### [Extract to read]
>>>
Proposition 1.1.3.4. Let $\sigma : \Delta ^{n} \rightarrow S_{\bullet }$ be a map of simplicial sets. Then $\sigma $ can be factored as a composition

\[ \Delta ^{n} \xrightarrow {\alpha } \Delta ^{m} \xrightarrow { \tau } S_{\bullet }, \]

where $\alpha $ corresponds to a surjective map of linearly ordered sets $[n] \rightarrow [m]$ and $\tau $ is a nondegenerate $m$-simplex of $S_{\bullet }$. Moreover, this factorization is unique.

**Proof.**
Let $m$ be the smallest nonnegative integer for which $\sigma $ can be factored as a composition $\Delta ^{n} \xrightarrow {\alpha } \Delta ^{m} \xrightarrow {\tau } S_{\bullet }$. It follows from the minimality of $m$ that $\alpha $ must induce a surjection of linearly ordered sets $[n] \twoheadrightarrow [m]$ (otherwise, we could replace $[m]$ by the image of $\alpha $) and that the $m$-simplex $\tau $ is nondegenerate. This proves the existence of the desired factorization.
<<<
### [Recorded information]
>>>
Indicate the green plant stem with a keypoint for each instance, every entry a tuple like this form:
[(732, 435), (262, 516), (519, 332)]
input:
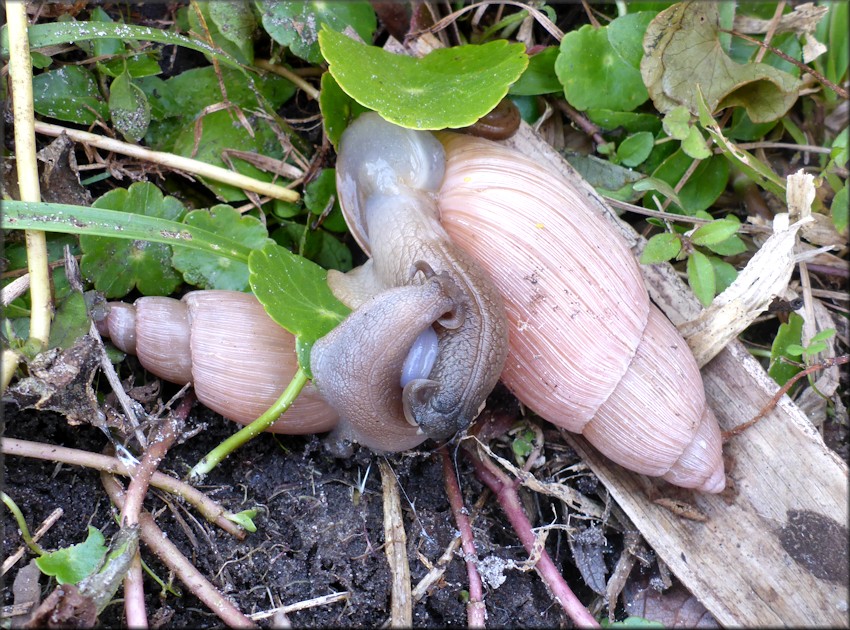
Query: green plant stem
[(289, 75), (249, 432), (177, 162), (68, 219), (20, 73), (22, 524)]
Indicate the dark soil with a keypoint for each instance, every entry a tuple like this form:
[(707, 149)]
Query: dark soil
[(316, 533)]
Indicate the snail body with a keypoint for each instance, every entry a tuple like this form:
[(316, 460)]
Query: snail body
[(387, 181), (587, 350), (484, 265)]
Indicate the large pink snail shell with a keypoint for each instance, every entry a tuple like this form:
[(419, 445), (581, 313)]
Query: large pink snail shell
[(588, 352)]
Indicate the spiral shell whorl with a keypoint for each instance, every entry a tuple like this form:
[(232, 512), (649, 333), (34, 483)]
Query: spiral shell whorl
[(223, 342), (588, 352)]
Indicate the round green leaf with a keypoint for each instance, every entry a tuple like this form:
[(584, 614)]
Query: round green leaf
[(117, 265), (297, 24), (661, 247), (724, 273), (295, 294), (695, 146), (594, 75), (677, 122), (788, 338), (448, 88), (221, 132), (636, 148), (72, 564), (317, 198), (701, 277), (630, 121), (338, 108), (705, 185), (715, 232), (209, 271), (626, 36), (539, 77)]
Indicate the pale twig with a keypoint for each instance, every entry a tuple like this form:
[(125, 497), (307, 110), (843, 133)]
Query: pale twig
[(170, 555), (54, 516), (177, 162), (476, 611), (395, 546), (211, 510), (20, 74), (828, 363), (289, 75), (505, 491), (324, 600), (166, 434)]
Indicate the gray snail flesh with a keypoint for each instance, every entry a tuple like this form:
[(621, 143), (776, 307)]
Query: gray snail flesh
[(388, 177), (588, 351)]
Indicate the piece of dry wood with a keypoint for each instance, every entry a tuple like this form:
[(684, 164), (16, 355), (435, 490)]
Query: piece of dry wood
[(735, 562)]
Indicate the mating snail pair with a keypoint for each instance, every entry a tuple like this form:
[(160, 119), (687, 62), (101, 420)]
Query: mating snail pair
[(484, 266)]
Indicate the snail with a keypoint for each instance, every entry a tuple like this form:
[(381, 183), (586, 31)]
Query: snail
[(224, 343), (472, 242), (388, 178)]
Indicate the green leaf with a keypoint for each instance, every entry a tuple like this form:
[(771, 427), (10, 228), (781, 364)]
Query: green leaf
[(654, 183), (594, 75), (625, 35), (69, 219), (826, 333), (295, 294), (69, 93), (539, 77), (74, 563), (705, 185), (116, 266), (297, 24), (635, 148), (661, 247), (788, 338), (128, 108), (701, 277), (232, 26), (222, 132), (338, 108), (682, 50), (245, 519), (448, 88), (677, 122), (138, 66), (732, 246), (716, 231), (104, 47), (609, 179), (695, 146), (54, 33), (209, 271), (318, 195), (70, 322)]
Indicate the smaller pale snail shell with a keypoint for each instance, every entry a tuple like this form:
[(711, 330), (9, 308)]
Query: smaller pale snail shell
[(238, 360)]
<<<
### [Set problem 1]
According to the proposition on factoring maps of simplicial sets, what kind of simplex of S must τ be?
### [Set problem 2]
In the proof of the proposition on factoring maps of simplicial sets, why must α induce a surjection [n] → [m]? Explain in one to three sentences.
### [Set problem 3]
Write what comes next in the proof on factoring maps of simplicial sets, picking up after its final sentence.

### [Result 1]
τ must be a nondegenerate m-simplex of S.

### [Result 2]
The proof chooses m as the smallest nonnegative integer for which σ factors through Δ^m. If α were not surjective, [m] could be replaced by the image of α, which would give a factorization through a smaller m and contradict that minimality.

### [Result 3]
We now establish uniqueness. Suppose we are given another factorization of $\sigma $ as a composition $\Delta ^{n} \xrightarrow {\alpha '} \Delta ^{m'} \xrightarrow {\tau '} S_{\bullet }$, and assume that $\alpha '$ induces a surjection $[n] \twoheadrightarrow [m']$. We first claim that, for any pair of integers $0 \leq i < j \leq n$ satisfying $\alpha '(i) = \alpha '(j)$, we also have $\alpha (i) = \alpha (j)$. Assume otherwise. Then $\alpha $ admits a section $\beta : \Delta ^{m} \hookrightarrow \Delta ^ n$ whose images include $i$ and $j$. We then have

\[ \tau = \tau \circ \alpha \circ \beta = \sigma \circ \beta = \tau ' \circ \alpha ' \circ \beta . \]

Our assumption that $\alpha '(i) = \alpha '(j)$ guarantees that the map $(\alpha ' \circ \beta ): \Delta ^{m} \rightarrow \Delta ^{m'}$ is not injective on vertices, contradicting our assumption that $\tau $ is nondegenerate.

It follows from the preceding argument that $\alpha $ factors uniquely as a composition $\Delta ^{n} \xrightarrow {\alpha '} \Delta ^{m'} \xrightarrow {\alpha ''} \Delta ^{m}$, for some morphism $\alpha '': \Delta ^{m'} \rightarrow \Delta ^ m$ (which is also surjective on vertices). Let $\beta '$ be a section of $\alpha '$, and note that we have

\[ \tau ' = \tau ' \circ \alpha ' \circ \beta ' = \sigma \circ \beta ' = \tau \circ \alpha \circ \beta ' = \tau \circ \alpha '' \circ \alpha ' \circ \beta ' = \tau \circ \alpha ''. \]

Consequently, if the simplex $\tau '$ is nondegenerate, then $\alpha ''$ must also be injective on vertices. It follows that $m' = m$ and $\alpha ''$ is the identity map, so that $\alpha = \alpha '$ and $\tau = \tau '$.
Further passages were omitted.